[Coordinate labeling data]
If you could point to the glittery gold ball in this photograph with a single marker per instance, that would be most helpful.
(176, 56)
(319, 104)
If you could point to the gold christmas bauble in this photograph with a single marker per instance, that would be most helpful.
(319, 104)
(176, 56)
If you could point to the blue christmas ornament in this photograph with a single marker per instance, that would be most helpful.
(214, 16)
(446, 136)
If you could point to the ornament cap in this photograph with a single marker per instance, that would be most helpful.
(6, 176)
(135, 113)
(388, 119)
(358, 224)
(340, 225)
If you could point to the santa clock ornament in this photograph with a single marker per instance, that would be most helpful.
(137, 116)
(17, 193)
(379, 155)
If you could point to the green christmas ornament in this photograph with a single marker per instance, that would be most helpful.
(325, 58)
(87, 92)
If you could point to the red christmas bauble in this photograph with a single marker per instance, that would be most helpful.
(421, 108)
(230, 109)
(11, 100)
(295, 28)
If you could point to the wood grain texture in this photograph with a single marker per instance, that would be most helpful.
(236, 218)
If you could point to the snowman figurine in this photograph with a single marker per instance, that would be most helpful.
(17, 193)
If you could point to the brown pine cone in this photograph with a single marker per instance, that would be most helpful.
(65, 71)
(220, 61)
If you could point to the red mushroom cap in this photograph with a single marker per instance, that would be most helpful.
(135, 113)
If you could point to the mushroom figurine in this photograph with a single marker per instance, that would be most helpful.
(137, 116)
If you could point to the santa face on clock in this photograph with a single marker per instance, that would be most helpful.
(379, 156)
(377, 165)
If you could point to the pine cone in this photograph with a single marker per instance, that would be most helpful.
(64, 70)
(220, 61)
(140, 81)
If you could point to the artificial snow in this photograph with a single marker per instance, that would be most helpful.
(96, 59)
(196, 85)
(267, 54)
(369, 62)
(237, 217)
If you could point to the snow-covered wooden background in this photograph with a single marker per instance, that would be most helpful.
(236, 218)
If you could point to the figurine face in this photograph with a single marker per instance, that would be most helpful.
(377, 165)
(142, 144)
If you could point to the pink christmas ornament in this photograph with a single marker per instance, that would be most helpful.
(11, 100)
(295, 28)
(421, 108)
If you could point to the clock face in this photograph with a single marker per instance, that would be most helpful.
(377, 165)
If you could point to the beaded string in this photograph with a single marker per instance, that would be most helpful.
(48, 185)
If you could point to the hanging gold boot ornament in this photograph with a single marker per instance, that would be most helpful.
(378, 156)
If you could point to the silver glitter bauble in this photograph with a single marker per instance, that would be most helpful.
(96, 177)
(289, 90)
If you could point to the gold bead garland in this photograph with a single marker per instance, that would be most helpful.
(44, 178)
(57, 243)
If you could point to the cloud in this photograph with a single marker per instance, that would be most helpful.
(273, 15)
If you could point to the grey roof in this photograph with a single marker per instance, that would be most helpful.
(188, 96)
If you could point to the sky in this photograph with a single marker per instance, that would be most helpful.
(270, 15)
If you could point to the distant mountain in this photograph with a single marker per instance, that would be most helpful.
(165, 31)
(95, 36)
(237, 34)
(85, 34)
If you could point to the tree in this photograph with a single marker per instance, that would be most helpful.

=== Aim of the task ===
Edit the stretch from the line containing "If you could point to the grey" through the end of the records, changing "distant mountain" to "snowy peak" and leaving everything else as it is. Return only those lines.

=== Task output ===
If you could point to the grey roof in this photograph with a single marker per instance, that would be most helpful.
(188, 96)
If you could point to the sky in this photograph with a single marker per instance, that would be most helpful.
(270, 15)
If you could point to the snowy peak in this photograph with a single marker per instance, that would be most helpful.
(165, 31)
(95, 36)
(237, 34)
(85, 34)
If you could point to the tree in this photograph with a single marker per instance, that would be most helpful.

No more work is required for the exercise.